> _Page excerpt_
--- --- ---

The Cuban woman: A rising power

New era

The Cuban woman: A rising power

Fidel Castro is said to have called for women’s rights to be a ‘revolution within a revolution’

Mariela Castro, daughter of Cuban president Raul Castro holds a yellow ribbon during the campaign for the freedom of the Cuban 5, on September 12, 2013 in Havana. ADALBERTO ROQUE/AFP/Getty Images

Mariela Castro, daughter of Cuban president Raul Castro holds a yellow ribbon during the campaign for the freedom of the Cuban 5, on September 12, 2013 in Havana. ADALBERTO ROQUE/AFP/Getty Images

Expectations and excitement about Cuba are at a high boil, with thousands of people on both sides of the Straits of Florida giddy with anticipation of historic change. Congressional, business and educational delegations are landing daily in Havana, eager to sample the mystique of a place virtually off limits to Americans until recently. In this electric new atmosphere, most things Cuban seem bursting with promise, few more than the remarkable progress women have made in a macho society.

--- --- ---

> _Material shown_
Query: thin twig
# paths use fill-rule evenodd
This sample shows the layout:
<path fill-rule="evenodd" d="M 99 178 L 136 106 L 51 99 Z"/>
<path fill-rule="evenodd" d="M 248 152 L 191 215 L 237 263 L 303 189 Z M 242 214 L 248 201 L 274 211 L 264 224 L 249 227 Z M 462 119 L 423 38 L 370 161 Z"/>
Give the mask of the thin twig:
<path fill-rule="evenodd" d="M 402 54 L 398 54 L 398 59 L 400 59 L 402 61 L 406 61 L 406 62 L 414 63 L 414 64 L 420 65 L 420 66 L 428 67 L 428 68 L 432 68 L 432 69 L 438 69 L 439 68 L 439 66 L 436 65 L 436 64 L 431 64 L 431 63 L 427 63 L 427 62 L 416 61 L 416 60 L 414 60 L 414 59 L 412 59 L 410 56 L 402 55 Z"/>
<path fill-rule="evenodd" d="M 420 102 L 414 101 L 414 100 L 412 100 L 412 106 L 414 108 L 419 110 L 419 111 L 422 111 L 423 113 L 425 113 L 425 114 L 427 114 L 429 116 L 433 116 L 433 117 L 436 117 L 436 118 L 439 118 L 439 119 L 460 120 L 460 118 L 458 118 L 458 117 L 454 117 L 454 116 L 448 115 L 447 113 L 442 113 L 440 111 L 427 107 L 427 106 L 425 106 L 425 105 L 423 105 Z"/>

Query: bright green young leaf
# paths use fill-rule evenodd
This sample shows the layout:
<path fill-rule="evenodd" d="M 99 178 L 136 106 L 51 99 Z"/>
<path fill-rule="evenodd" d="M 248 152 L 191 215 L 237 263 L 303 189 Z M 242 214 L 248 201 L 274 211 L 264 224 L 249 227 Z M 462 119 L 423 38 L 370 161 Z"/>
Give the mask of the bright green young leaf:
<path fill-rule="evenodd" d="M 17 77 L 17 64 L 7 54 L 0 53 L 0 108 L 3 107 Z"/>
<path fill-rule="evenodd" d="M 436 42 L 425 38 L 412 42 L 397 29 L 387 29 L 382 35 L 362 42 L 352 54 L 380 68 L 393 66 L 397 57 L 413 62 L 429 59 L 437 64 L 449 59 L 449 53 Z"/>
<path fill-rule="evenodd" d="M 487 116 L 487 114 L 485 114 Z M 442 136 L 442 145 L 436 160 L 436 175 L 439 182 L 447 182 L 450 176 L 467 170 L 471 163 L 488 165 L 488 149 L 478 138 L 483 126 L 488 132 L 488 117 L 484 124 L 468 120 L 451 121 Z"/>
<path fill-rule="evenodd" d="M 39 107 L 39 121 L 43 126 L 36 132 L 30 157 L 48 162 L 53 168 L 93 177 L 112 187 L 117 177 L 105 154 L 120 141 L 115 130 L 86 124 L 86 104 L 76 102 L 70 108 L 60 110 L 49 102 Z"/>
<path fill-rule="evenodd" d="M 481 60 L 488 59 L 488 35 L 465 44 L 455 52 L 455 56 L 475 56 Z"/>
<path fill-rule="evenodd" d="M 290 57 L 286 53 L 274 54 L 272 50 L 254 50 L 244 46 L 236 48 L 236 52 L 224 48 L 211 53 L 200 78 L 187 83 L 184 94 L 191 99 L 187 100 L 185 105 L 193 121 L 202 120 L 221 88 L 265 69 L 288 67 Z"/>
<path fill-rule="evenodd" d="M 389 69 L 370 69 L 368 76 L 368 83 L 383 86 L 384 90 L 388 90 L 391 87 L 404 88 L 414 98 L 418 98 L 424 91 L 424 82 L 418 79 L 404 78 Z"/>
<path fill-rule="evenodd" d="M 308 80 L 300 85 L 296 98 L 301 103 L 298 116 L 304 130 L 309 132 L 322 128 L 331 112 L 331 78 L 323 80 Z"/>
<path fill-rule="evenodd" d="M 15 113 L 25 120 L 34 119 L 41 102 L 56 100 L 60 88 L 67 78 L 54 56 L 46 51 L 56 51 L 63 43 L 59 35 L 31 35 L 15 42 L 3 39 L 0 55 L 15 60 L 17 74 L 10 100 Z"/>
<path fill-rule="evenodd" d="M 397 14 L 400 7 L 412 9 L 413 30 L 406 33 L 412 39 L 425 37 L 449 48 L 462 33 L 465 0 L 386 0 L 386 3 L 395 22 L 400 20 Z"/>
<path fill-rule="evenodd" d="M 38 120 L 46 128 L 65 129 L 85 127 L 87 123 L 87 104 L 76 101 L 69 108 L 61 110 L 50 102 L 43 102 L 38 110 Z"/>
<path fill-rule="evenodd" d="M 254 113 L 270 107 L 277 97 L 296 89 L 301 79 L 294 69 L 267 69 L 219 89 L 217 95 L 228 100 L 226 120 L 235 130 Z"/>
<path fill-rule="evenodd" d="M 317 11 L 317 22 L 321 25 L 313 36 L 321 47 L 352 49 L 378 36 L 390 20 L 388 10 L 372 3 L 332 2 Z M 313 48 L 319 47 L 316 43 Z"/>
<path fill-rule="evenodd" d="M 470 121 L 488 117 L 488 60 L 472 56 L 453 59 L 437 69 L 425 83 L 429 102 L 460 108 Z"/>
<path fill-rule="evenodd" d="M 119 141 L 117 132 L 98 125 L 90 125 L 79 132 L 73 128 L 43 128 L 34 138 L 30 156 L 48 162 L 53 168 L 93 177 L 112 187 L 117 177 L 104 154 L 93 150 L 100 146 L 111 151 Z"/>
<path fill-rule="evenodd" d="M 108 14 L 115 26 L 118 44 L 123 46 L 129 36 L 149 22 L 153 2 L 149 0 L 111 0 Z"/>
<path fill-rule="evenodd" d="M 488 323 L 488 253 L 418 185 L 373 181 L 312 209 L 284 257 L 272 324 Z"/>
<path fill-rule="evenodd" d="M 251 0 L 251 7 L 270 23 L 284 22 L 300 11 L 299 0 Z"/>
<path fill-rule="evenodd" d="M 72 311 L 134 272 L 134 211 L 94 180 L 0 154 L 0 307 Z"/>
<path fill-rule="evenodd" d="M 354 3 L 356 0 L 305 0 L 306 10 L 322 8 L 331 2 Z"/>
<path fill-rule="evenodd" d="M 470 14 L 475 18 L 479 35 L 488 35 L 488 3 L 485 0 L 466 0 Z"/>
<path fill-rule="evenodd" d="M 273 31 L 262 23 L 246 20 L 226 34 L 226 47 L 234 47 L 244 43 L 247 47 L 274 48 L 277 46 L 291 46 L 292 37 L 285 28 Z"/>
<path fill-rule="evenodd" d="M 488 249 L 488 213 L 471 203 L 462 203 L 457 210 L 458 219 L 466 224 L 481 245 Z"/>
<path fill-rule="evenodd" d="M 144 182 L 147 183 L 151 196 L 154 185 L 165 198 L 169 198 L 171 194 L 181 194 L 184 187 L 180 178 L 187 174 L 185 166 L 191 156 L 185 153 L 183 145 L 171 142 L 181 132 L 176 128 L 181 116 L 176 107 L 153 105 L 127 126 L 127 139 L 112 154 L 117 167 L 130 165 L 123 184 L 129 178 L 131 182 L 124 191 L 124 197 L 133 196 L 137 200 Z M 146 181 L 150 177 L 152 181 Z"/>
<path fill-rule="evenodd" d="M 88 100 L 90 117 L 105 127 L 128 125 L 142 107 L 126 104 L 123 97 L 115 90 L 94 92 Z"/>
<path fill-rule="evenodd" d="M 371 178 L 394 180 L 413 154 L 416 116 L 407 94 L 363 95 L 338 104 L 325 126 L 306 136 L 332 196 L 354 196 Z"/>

--- --- ---

> _To do_
**a.** Can you arrange the records between the lines holding "Query: bright green young leaf" and "481 60 L 488", inclusive, as a two-column CSV with columns named request and mask? Give one row per request, with each value in its own quoted field and line breaks turned into spaces.
**b.** Can you pick up the article on Cuban women after its last sentence and carry it on?
The article on Cuban women and the records are separate material.

> _Answers for this exercise_
**a.**
request,mask
"Query: bright green young leaf # paths use fill-rule evenodd This sample shows the layout: <path fill-rule=""evenodd"" d=""M 99 178 L 136 106 L 51 99 Z""/> <path fill-rule=""evenodd"" d=""M 248 152 L 191 215 L 237 263 L 303 189 Z M 242 214 L 248 201 L 274 211 L 264 224 L 249 227 Z M 462 119 L 423 38 L 370 161 Z""/> Give the mask of the bright green young leaf:","<path fill-rule=""evenodd"" d=""M 17 77 L 17 64 L 7 54 L 0 53 L 0 108 L 3 107 Z""/> <path fill-rule=""evenodd"" d=""M 436 42 L 425 38 L 412 42 L 397 29 L 387 29 L 382 35 L 362 42 L 352 54 L 380 68 L 393 66 L 397 57 L 413 62 L 429 59 L 437 64 L 449 59 L 449 53 Z""/> <path fill-rule=""evenodd"" d=""M 487 116 L 487 114 L 485 114 Z M 442 136 L 442 145 L 436 160 L 436 175 L 439 182 L 447 182 L 450 176 L 467 170 L 471 163 L 488 165 L 488 149 L 478 138 L 483 126 L 488 132 L 488 117 L 484 124 L 468 120 L 451 121 Z""/> <path fill-rule=""evenodd"" d=""M 39 107 L 39 121 L 43 126 L 36 132 L 30 157 L 48 162 L 53 168 L 93 177 L 112 187 L 117 177 L 105 154 L 120 141 L 115 130 L 86 124 L 86 104 L 76 102 L 70 108 L 60 110 L 49 102 Z""/> <path fill-rule=""evenodd"" d=""M 481 60 L 488 59 L 488 35 L 465 44 L 455 52 L 455 56 L 475 56 Z""/>"

**b.**
Against the odds, in what has been an oppressive state-controlled dictatorship, Cuba has outpaced the United States and other developed nations in categories crucial to gender equality: the number and percentage of women in politics and in high-level ministerial positions.

The advance is impressive – at least on the surface. Cuba consistently ranks high in international surveys regarding women’s status, standing at 18 among 142 nations in women’s political empowerment and at number two for percentage of women in parliament, according to the 2014 World Economic Forum’s Global Gender Gap report. By contrast, the United States is ranked at 54 in women’s political empowerment and 83 for women in parliament (U.S. Senate and U.S. House).

“It’s a big change in political empowerment, all these women in the National Assembly,’’ says Sarah Stephens, the executive director of the Center for Democracy in the Americas, a Washington-based nonprofit, and author of “Women’s Work: Gender Equality in Cuba and the Role of Women Building Cuba’s Future.”

Just back from one of her frequent trips to Havana, she has more questions than answers. “Does the number of women in parliament mean that women are truly empowered? Can they change policies? Can they openly advocate for women? Are they able to push for laws and policies to help people or are they good party members sticking to the party line? I don’t know the answer to that.”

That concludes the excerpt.